* **REQUIREMENTS**
1. In the post on the Guardian's Top 50 TV dramas, why does the writer say State of Play could do no wrong?
2. Reproduce the post on the Guardian's Top 50 TV dramas word for word, from "16. How Do You" to "comment any further.".

* **SELECTION**
----
Friday, January 15, 2010

Thoughts on top TV: the Guardian Top 50 TV drama shows and missing hobby-horse choices

Earlier in the week, the Guardian TV Club provided its list of the Top 50 TV drama shows of all time.

The list in full - with my own notes on whether I watched it [avidly, inconsistently], can recall it being on TV, haven't yet got around to it, or wouldn't really be bothered:

1. The Sopranos - watched, fairly consistently, til C4 started mucking around with the schedules and channels
2. Brideshead Revisited - barely recalled if I am honest
3. Our Friends in the North - avidly consumed and vividly stuck in my memory
4. Mad Men - *whistles* erm, haven't got around to this yet, for shame!
5. A Very Peculiar Practice - recalled as weird and grown-up
6. Talking Heads - watched some, but at the time felt to be an acquired taste. I think I needed to be older to appreciate
7. The Singing Detective - recognised it as important but didn't watch
8. Oranges Are Not the Only Fruit - watched
9. State of Play - gripped from start to (rather disappointing) finish. Since it stars the god-like Bill Nighy, it could do no wrong
10. Boys From the Blackstuff - recalled but unsure how much I watched it at the time
11. The West Wing - duh. Addicted. But C4 did nothing to help with its scheduling.
12. Twin Peaks - watched seasons 1 with Neil, lost the plot in s2 (rather like those making it)
13. Queer as Folk - I knew it was on, and have since seen lots of bits of the episodes, but for shame I still haven't watched the whole thing.
14. The Wire - it is an acquired taste, and probably one worth acquiring. Undoubtedly brilliant, ruined only slightly by the adulation heaped upon it.
15. Six Feet Under - again, ruined by C4 scheduling. Great whilst I watched it, but didn't pursue.
16. How Do You Want Me? - erm... great cast, but I'm not aware I ever watched this
17. Smiley's People - didn't knowingly watch this
18. House of Cards - addicted to all three series. I couldn't possibly comment any further.
19. Prime Suspect - interestingly the first and I think third series (with Peter Capaldi in a significant role) are the ones that have stayed with me most.
20. Bodies - I know many who loved this, but I never got into it. (see below for one reason why)
21. Tinker, Tailor, Soldier, Spy - I think I watched it, but it hasn't stuck in my memory
22. Buffy the Vampire Slayer - I have a deep awareness of every episode which over-steps nerdy.
----
* **RECORDED INFORMATION**
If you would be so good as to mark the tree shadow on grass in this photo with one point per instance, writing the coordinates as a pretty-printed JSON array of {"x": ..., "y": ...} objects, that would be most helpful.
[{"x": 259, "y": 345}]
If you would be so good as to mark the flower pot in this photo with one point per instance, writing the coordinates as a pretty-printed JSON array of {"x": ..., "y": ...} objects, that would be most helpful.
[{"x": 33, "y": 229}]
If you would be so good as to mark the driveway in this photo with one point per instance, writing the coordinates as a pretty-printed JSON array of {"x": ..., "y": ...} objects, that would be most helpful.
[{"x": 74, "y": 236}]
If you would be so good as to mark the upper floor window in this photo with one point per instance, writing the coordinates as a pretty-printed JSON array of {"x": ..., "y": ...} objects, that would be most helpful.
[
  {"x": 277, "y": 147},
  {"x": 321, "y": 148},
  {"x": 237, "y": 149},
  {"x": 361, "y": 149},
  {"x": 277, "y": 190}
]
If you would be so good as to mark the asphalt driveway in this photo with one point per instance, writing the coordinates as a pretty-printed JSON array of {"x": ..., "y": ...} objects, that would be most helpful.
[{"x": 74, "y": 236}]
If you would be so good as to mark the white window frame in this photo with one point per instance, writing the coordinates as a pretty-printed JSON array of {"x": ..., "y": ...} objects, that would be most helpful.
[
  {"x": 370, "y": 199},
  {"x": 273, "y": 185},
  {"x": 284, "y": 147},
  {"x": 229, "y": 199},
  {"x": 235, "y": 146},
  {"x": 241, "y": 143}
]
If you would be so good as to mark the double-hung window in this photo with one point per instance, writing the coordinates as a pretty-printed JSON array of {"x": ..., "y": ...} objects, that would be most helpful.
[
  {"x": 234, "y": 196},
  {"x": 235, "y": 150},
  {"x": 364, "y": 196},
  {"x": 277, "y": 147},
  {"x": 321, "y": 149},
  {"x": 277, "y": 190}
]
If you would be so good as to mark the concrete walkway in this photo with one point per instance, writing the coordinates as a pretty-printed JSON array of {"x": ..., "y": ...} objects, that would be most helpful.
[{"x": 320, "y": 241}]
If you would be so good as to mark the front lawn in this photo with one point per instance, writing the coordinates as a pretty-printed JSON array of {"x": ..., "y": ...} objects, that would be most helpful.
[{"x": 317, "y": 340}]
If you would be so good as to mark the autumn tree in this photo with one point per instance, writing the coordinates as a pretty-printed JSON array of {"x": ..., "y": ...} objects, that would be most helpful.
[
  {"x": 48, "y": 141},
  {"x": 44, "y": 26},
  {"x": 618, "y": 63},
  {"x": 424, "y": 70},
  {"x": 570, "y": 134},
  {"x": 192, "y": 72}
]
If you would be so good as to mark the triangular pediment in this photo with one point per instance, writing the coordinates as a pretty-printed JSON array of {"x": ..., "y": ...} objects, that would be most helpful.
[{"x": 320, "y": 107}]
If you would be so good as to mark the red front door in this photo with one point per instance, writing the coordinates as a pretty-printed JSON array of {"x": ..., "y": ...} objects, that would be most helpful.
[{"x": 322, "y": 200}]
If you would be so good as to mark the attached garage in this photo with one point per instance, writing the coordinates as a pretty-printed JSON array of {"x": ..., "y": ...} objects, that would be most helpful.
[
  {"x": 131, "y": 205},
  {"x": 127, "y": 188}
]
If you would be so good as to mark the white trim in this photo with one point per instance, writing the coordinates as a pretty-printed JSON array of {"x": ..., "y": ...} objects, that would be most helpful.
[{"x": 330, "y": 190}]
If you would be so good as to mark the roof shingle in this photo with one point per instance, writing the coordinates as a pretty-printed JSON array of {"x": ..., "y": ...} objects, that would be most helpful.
----
* **SOLUTIONS TO EACH TASK**
1. The writer says State of Play could do no wrong because it stars Bill Nighy, whom the writer calls "god-like."

2.
16. How Do You Want Me? - erm... great cast, but I'm not aware I ever watched this
17. Smiley's People - didn't knowingly watch this
18. House of Cards - addicted to all three series. I couldn't possibly comment any further.